Passage:
## start

This project implements 3 data stores on top of Apache Accumulo : one for blobs, one for terms and facts (a fact is a predicate expression that makes a declarative statement about a problem domain) and one for JSON objects.
These data stores are not meant to be efficients but are intended to be easy to use.
Jupiter's Maven group ID is com.computablefacts
and its artifact ID is jupiter
.
To add a dependency on Jupiter using Maven, use the following:
<dependency>
<groupId>com.computablefacts</groupId>
<artifactId>jupiter</artifactId>
<version>0.x</version>
</dependency>
Snapshots of Jupiter built from the master
branch are available through Sonatype
using the following dependency:
<dependency>
<groupId>com.computablefacts</groupId>
<artifactId>jupiter</artifactId>
<version>0.x-SNAPSHOT</version>
</dependency>
In order to be able to download snapshots from Sonatype add the following profile
to your project pom.xml
:
<profiles>
<profile>
<id>allow-snapshots</id>
<activation><activeByDefault>true</activeByDefault></activation>
<repositories>
<repository>
<id>snapshots-repo</id>
<url>https://s01.oss.sonatype.org/content/repositories/snapshots</url>
<releases><enabled>false</enabled></releases>
<snapshots><enabled>true</enabled></snapshots>
</repository>
</repositories>
</profile>
</profiles>
Deploy a release to Maven Central with these commands:
$ git tag <version_number>
$ git push origin <version_number>
To update and publish the next SNAPSHOT version, just change and push the version:
$ mvn versions:set -DnewVersion=<version_number>-SNAPSHOT
$ git commit -am "Update to version <version_number>-SNAPSHOT"

## end

Material:
## start

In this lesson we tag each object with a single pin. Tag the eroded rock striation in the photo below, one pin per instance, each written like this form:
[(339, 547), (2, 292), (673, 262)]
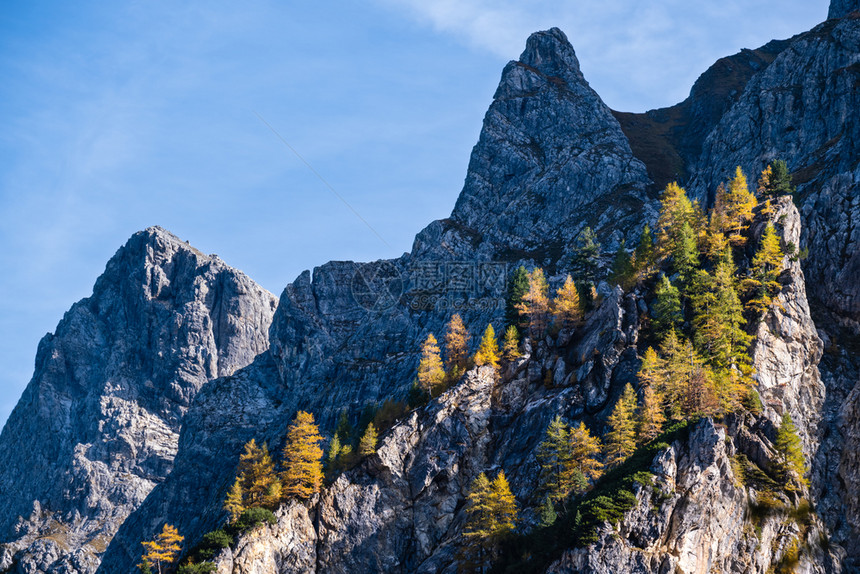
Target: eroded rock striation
[(97, 427), (551, 159)]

## end

What the exercise asks:
Please explain, in one to three sentences, why the passage on Jupiter says to add the allow-snapshots profile to a project's pom.xml. The lines stand apart from the passage on Jupiter and are separate material.

Written response:
The profile is needed so that snapshots of Jupiter can be downloaded from Sonatype. It adds a repository pointing to the Sonatype snapshots URL, with snapshots enabled and releases disabled.